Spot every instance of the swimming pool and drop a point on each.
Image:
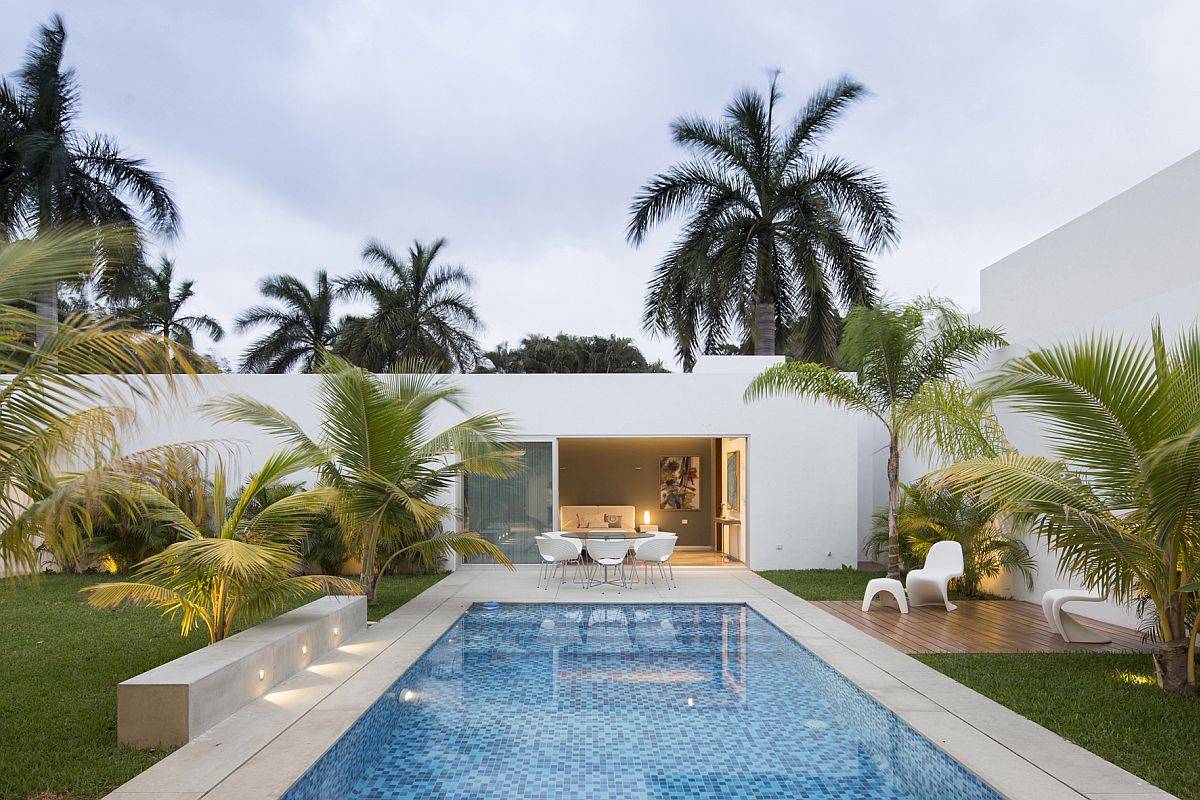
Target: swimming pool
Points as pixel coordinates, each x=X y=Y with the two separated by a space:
x=667 y=702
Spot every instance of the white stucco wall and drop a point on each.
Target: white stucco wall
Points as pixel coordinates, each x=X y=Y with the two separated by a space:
x=802 y=458
x=1114 y=269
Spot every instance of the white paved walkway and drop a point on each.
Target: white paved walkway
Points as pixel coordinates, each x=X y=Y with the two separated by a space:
x=259 y=751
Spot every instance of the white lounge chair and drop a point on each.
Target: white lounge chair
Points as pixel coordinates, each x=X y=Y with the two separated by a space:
x=1068 y=625
x=930 y=584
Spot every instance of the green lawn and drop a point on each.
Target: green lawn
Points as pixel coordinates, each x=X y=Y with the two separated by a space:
x=822 y=584
x=59 y=667
x=1104 y=702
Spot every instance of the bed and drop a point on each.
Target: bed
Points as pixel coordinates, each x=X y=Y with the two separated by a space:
x=585 y=517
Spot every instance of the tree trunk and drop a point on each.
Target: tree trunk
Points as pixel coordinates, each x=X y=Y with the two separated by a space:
x=366 y=575
x=894 y=509
x=1171 y=667
x=765 y=329
x=47 y=311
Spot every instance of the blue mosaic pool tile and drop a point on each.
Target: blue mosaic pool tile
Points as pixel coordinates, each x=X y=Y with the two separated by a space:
x=622 y=702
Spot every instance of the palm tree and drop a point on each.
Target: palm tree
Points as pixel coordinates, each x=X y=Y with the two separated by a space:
x=235 y=565
x=154 y=304
x=423 y=312
x=910 y=360
x=1116 y=499
x=774 y=234
x=300 y=331
x=49 y=405
x=390 y=474
x=930 y=513
x=53 y=174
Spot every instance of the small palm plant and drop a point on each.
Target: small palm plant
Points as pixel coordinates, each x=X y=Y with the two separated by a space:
x=930 y=513
x=232 y=566
x=391 y=476
x=1116 y=500
x=910 y=361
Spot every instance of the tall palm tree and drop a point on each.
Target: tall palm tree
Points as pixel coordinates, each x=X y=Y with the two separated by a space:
x=232 y=566
x=52 y=174
x=774 y=233
x=301 y=329
x=390 y=473
x=48 y=405
x=155 y=304
x=930 y=513
x=423 y=312
x=1116 y=499
x=910 y=362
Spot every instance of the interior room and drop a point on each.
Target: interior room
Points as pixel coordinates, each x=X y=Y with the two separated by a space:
x=694 y=487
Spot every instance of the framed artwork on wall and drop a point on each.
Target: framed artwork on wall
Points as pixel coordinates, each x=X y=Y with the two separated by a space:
x=732 y=489
x=679 y=483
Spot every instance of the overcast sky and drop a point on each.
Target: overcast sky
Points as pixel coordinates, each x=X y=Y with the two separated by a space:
x=292 y=132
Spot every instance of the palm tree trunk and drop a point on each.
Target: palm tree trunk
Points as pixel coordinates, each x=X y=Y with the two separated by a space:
x=765 y=329
x=366 y=575
x=894 y=509
x=47 y=305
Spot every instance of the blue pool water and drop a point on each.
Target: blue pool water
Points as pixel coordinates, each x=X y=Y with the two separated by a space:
x=671 y=702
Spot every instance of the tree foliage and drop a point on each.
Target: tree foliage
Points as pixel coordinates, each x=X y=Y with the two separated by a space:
x=421 y=312
x=1117 y=499
x=569 y=354
x=391 y=475
x=301 y=325
x=774 y=232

□ □ □ □ □

Starting at the beginning of the records and ending at the line containing "x=1114 y=269", write those lines out again, requests included. Scale every pixel coordinate in the answers by 0.5, round to whole numbers with halves going up, and leave the pictures out.

Spot every instance of the swimming pool and drop a point on each.
Image:
Target: swimming pool
Points as pixel coordinates, each x=X y=Y with the two separated by a space:
x=334 y=351
Spot every instance of the white stucco wall and drop a point on each.
Target: white stucco wall
Points as pixel coordinates, each x=X y=Y with the two separated by a space:
x=401 y=229
x=557 y=135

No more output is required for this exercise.